*Aufgabe*. Ordne sämtliche Zeilen des folgenden Materials als JSON-Liste von Zeichenketten an, je eine Zeichenkette pro Zeile und ohne Leerzeilen. Die Bilder bleiben in der Antwort weg.

━━━ Zu bearbeitende Daten ━━━

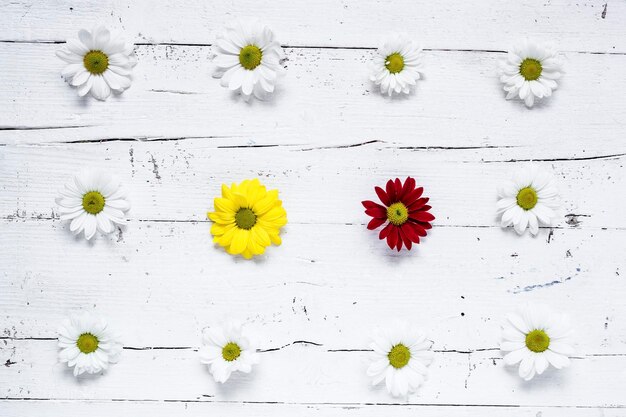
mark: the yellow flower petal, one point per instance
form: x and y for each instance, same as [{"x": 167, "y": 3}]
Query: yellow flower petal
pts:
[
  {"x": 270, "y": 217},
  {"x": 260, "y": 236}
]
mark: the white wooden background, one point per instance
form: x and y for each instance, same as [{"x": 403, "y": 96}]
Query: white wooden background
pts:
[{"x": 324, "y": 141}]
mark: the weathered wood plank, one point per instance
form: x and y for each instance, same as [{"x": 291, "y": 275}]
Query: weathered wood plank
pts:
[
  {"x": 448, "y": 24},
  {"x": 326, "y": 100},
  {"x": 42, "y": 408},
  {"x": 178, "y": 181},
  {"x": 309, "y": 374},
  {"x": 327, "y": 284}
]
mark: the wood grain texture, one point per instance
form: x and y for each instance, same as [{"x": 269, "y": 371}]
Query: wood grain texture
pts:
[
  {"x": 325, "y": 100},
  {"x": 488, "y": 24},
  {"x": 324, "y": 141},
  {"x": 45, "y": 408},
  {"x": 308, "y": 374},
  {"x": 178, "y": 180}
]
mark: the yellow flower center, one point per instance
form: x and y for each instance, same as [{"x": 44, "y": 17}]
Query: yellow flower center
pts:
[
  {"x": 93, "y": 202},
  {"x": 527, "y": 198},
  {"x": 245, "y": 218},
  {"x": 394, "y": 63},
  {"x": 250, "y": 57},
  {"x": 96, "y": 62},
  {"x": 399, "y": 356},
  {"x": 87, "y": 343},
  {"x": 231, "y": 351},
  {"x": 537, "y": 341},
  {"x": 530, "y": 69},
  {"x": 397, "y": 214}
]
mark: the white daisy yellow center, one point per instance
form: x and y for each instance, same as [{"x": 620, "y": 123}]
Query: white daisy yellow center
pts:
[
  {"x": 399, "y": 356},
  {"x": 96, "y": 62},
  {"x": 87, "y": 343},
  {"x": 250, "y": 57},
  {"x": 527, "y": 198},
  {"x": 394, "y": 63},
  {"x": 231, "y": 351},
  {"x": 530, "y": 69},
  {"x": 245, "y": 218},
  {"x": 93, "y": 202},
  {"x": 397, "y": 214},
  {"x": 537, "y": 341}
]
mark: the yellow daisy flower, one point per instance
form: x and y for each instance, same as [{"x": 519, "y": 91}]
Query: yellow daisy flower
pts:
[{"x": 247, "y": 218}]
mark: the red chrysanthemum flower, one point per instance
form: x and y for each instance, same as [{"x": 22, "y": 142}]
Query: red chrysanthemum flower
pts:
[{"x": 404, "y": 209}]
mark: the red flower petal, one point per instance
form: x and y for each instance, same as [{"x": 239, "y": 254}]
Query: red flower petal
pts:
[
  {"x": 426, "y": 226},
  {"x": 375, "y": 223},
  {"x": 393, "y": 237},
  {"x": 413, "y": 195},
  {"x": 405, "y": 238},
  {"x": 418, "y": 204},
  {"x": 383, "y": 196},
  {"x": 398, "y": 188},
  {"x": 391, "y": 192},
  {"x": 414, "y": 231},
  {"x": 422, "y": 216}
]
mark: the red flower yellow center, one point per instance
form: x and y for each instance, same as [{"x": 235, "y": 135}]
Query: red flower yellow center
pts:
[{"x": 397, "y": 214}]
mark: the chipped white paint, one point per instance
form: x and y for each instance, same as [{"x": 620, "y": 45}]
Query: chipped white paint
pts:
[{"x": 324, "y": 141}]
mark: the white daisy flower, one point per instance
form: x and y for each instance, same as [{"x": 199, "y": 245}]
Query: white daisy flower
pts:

━━━

*Lösung*.
[
  "mark: the yellow flower petal, one point per instance",
  "form: x and y for each instance, same as [{\"x\": 167, \"y\": 3}]",
  "Query: yellow flower petal",
  "pts:",
  "[",
  "  {\"x\": 270, \"y\": 217},",
  "  {\"x\": 260, \"y\": 236}",
  "]",
  "mark: the white wooden background, one point per instance",
  "form: x and y for each instance, same as [{\"x\": 403, \"y\": 96}]",
  "Query: white wooden background",
  "pts:",
  "[{\"x\": 324, \"y\": 141}]",
  "mark: the weathered wood plank, one point per instance",
  "form: x and y for each instance, same as [{\"x\": 291, \"y\": 275}]",
  "Query: weathered wood plank",
  "pts:",
  "[",
  "  {\"x\": 448, \"y\": 24},",
  "  {\"x\": 326, \"y\": 100},",
  "  {\"x\": 42, \"y\": 408},",
  "  {\"x\": 178, \"y\": 181},",
  "  {\"x\": 309, \"y\": 374},",
  "  {\"x\": 327, \"y\": 284}",
  "]",
  "mark: the wood grain texture, one point per instance",
  "form: x and y for each instance, same as [{\"x\": 269, \"y\": 371}]",
  "Query: wood grain texture",
  "pts:",
  "[",
  "  {\"x\": 325, \"y\": 100},",
  "  {\"x\": 488, \"y\": 24},",
  "  {\"x\": 324, \"y\": 141},",
  "  {\"x\": 45, \"y\": 408},",
  "  {\"x\": 308, \"y\": 374},",
  "  {\"x\": 178, \"y\": 180}",
  "]",
  "mark: the yellow flower center, one point per instance",
  "form: x and y for each instance, same as [{\"x\": 44, \"y\": 17}]",
  "Query: yellow flower center",
  "pts:",
  "[",
  "  {\"x\": 93, \"y\": 202},",
  "  {\"x\": 527, \"y\": 198},",
  "  {\"x\": 245, \"y\": 218},",
  "  {\"x\": 394, \"y\": 63},",
  "  {\"x\": 250, \"y\": 57},",
  "  {\"x\": 96, \"y\": 62},",
  "  {\"x\": 399, \"y\": 356},",
  "  {\"x\": 87, \"y\": 343},",
  "  {\"x\": 231, \"y\": 351},",
  "  {\"x\": 537, \"y\": 341},",
  "  {\"x\": 530, \"y\": 69},",
  "  {\"x\": 397, \"y\": 214}",
  "]",
  "mark: the white daisy yellow center, one point per instance",
  "form: x and y for each instance, same as [{\"x\": 620, \"y\": 123}]",
  "Query: white daisy yellow center",
  "pts:",
  "[",
  "  {\"x\": 399, \"y\": 356},",
  "  {\"x\": 96, \"y\": 62},",
  "  {\"x\": 87, \"y\": 343},",
  "  {\"x\": 250, \"y\": 57},",
  "  {\"x\": 527, \"y\": 198},",
  "  {\"x\": 394, \"y\": 63},",
  "  {\"x\": 231, \"y\": 351},",
  "  {\"x\": 530, \"y\": 69},",
  "  {\"x\": 245, \"y\": 218},",
  "  {\"x\": 93, \"y\": 202},",
  "  {\"x\": 397, \"y\": 214},",
  "  {\"x\": 537, \"y\": 341}",
  "]",
  "mark: the yellow daisy flower, one point per instance",
  "form: x and y for each instance, same as [{\"x\": 519, \"y\": 91}]",
  "Query: yellow daisy flower",
  "pts:",
  "[{\"x\": 247, \"y\": 218}]",
  "mark: the red chrysanthemum flower, one point per instance",
  "form: x and y for each instance, same as [{\"x\": 22, \"y\": 142}]",
  "Query: red chrysanthemum flower",
  "pts:",
  "[{\"x\": 404, \"y\": 209}]",
  "mark: the red flower petal, one point per instance",
  "form: x and y for each instance, same as [{\"x\": 239, \"y\": 254}]",
  "Query: red flower petal",
  "pts:",
  "[",
  "  {\"x\": 426, \"y\": 226},",
  "  {\"x\": 375, \"y\": 223},",
  "  {\"x\": 393, \"y\": 237},",
  "  {\"x\": 413, \"y\": 195},",
  "  {\"x\": 405, \"y\": 238},",
  "  {\"x\": 418, \"y\": 204},",
  "  {\"x\": 383, \"y\": 196},",
  "  {\"x\": 398, \"y\": 188},",
  "  {\"x\": 391, \"y\": 192},",
  "  {\"x\": 414, \"y\": 231},",
  "  {\"x\": 422, \"y\": 216}",
  "]",
  "mark: the red flower yellow center, one point per instance",
  "form: x and y for each instance, same as [{\"x\": 235, \"y\": 135}]",
  "Query: red flower yellow center",
  "pts:",
  "[{\"x\": 397, \"y\": 214}]",
  "mark: the chipped white paint, one point per instance",
  "form: x and y for each instance, same as [{\"x\": 620, \"y\": 45}]",
  "Query: chipped white paint",
  "pts:",
  "[{\"x\": 324, \"y\": 141}]",
  "mark: the white daisy flower, one point per instance",
  "form: x and y for each instance, same as [{\"x\": 199, \"y\": 245}]",
  "Query: white daisy flower",
  "pts:"
]